→ Brano proposto
· · · · · · ·

Le case degli indiani sono dei lunghi vagoni ferroviari, in pratica un solo stretto vano dal quale é necessario ricavare uno spazio cucina e uno per la notte per famiglie spesso composte da numerosi bambini e dai vecchi. A qualche metro dalla casa, solitamente sospesa su qualche mattone che la isoli da terra, si erge, solitario e imbarazzante, il vano dei servizi igienici, un baracchino di due metri per uno. Caratteristica assurda nell'assurdo: il vano servizi igienici, non di rado, è inclinato su un lato, forse a causa degli impetuosi venti del nord, forse per mostrare a chiunque non se ne voglia ancora convincere che gli Indiani si piegano ma non si spezzano.
A pensarci bene il vano servizi igienici é fornito di lussuosissimi confort. Per esempio della sauna, visto che d'estate in Sud Dakota si superano facilmente i 40 gradi sopra lo zero; e della cella frigorifera, visto che gli interminabili inverni sono contrassegnati da punte di -30, -35 gradi. Per quel che riguarda l'uso più comune cui i servizi igienici sono solitamente destinati, diciamo che d'estate… pazienza, e che d'inverno il Dipartimento della Salute tiene dei corsi per diventare stitici, così almeno gli indiani non corrono il rischio, per non morire in un modo di dover morire in un altro.
Tutt'intorno, un mare di colline per centinaia di miglia, qualche basso fiume che scintilla argenteo sotto il sole, rari alberi, erba che fluttua al vento incessantemente.
Una mattina, all'alba, ho avuto la fugace visione di un paio di antilopi americane, un bel maschio e un'agile femmina che compivano balzi portentosi, sparendo oltre un crinale, probabilmente diretti a un corso d'acqua a cui dissetarsi.
E poi ci sono i cani della prateria, bellissimi roditori che reggendosi sulle zampette posteriori controllano che attorno alle loro tane tutto vada per il meglio.
I bisonti, prima dell'arrivo dell'uomo bianco in numero di quasi settanta milioni, non ci sono più da cent'anni. Distrutti, sterminati come gli Indiani, eliminati scientificamente per prendere gli Indiani per fame, considerato che le guerre contro di loro cominciavano a costare una vera fortuna al governo degli Stati Uniti.
I pochi bisonti che restano oggi (le stime dicono fortunatamente in crescita), li puoi trovare all'interno dei grandi parchi, protetti, si dice.
Gli Indiani stanno lì, i vecchi seduti su un muretto; i più giovani, intenti a cercare disperatamente qualche occupazione fuori della riserva per racimolare quel tanto che basti per non patire la fame e per poter continuare a bere. Confortante.

· · · · · · ·

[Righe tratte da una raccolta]
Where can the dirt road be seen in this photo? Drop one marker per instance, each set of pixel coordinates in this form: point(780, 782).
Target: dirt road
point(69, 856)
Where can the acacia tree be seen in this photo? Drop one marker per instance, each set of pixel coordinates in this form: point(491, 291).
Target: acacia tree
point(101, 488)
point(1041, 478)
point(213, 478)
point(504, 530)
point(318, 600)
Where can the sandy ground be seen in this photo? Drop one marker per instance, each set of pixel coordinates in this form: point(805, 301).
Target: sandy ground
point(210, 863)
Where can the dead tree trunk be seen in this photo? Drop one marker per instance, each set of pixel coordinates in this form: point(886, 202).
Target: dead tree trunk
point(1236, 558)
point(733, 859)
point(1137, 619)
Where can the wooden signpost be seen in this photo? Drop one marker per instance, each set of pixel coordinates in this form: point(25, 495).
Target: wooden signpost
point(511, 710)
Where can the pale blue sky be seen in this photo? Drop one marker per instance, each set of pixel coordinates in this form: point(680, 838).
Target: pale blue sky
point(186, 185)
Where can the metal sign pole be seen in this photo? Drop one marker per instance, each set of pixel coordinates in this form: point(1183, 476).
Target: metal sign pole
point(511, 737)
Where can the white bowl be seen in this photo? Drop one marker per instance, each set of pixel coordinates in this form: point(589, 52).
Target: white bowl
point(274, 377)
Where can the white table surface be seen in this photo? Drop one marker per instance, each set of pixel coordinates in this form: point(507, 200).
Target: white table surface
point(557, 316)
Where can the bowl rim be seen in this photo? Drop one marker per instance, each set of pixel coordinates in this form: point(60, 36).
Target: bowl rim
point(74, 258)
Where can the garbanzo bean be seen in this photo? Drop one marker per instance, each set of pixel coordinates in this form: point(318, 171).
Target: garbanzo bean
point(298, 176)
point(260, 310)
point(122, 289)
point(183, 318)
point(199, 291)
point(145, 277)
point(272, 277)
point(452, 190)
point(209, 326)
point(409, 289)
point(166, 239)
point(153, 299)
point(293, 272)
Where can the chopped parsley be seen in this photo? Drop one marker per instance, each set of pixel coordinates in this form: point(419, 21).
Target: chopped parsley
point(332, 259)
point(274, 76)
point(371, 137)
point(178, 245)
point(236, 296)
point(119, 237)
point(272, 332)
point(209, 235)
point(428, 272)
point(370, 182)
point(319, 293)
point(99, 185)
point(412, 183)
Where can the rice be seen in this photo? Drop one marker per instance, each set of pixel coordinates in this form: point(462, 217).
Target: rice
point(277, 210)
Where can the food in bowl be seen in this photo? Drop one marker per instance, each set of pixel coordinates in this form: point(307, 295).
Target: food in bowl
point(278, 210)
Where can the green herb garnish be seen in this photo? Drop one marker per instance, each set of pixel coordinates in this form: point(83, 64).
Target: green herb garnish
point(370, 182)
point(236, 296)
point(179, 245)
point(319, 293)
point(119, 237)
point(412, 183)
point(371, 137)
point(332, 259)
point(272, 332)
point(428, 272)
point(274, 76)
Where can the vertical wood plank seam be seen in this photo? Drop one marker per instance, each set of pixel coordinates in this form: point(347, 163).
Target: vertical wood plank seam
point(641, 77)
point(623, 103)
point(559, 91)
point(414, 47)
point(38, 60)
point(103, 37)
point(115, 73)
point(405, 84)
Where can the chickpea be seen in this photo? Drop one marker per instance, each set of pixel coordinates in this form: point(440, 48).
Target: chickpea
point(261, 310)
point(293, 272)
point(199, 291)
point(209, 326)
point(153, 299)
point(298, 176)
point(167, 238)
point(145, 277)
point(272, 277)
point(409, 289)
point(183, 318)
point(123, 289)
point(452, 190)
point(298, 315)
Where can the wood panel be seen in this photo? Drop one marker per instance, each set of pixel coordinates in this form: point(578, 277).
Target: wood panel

· · · · · · ·

→ Obiettivo dell'esercizio
Trascrivi parola per parola il passo del brano sugli indiani del Sud Dakota che va da "Una mattina, all'alba, ho" fino a "protetti, si dice.".

→ Soluzione dell'esercizio
Una mattina, all'alba, ho avuto la fugace visione di un paio di antilopi americane, un bel maschio e un'agile femmina che compivano balzi portentosi, sparendo oltre un crinale, probabilmente diretti a un corso d'acqua a cui dissetarsi.
E poi ci sono i cani della prateria, bellissimi roditori che reggendosi sulle zampette posteriori controllano che attorno alle loro tane tutto vada per il meglio.
I bisonti, prima dell'arrivo dell'uomo bianco in numero di quasi settanta milioni, non ci sono più da cent'anni. Distrutti, sterminati come gli Indiani, eliminati scientificamente per prendere gli Indiani per fame, considerato che le guerre contro di loro cominciavano a costare una vera fortuna al governo degli Stati Uniti.
I pochi bisonti che restano oggi (le stime dicono fortunatamente in crescita), li puoi trovare all'interno dei grandi parchi, protetti, si dice.